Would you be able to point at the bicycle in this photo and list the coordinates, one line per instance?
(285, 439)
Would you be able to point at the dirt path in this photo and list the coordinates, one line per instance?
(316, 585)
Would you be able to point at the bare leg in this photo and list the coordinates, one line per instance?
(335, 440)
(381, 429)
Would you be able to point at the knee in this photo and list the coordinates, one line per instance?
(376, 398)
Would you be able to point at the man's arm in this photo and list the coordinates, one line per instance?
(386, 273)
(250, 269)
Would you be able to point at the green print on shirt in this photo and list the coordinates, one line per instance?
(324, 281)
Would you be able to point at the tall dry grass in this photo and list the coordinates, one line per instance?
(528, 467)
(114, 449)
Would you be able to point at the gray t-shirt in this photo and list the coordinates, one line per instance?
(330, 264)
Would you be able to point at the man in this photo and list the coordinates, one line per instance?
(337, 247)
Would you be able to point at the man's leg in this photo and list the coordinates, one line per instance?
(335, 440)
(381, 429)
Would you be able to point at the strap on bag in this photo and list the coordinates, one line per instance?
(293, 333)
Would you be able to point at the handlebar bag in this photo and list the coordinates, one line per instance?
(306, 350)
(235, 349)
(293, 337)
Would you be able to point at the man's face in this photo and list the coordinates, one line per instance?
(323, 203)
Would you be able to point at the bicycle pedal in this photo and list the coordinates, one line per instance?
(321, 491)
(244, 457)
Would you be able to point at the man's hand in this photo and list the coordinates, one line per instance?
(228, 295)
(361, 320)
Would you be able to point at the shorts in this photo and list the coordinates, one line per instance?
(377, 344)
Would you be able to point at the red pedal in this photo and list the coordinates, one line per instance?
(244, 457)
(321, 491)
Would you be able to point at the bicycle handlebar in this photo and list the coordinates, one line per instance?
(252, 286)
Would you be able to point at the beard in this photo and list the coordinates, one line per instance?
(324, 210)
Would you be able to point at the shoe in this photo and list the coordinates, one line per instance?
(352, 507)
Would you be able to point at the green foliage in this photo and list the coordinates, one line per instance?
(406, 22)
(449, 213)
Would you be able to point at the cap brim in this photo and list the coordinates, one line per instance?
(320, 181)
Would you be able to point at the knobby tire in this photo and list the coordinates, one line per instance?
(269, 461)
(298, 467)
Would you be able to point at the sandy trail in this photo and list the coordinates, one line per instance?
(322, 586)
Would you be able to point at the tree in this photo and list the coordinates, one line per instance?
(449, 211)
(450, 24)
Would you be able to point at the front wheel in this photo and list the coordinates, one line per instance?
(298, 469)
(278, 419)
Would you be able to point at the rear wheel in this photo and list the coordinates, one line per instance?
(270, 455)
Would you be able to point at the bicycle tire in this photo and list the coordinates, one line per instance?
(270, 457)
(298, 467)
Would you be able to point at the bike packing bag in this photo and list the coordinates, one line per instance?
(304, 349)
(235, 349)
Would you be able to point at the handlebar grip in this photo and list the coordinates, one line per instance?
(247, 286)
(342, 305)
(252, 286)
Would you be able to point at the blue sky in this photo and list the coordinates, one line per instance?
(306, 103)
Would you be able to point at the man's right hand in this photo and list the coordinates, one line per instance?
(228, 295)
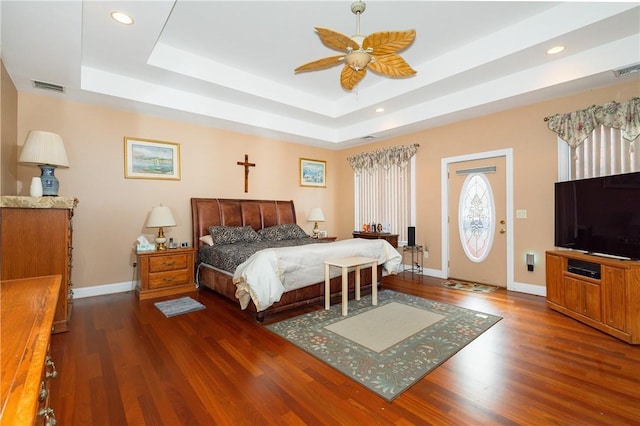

□ □ □ □ □

■ **Goal of the exercise**
Select every line of the records that contains the string "shirt". Matching is case-sensitive.

■ **The answer**
Would you be able to point at the green print on shirt in this photo and list the coordinates, one line per instance?
Would you be able to point at the gray t-shirt in this photo and list the coordinates, one line per instance?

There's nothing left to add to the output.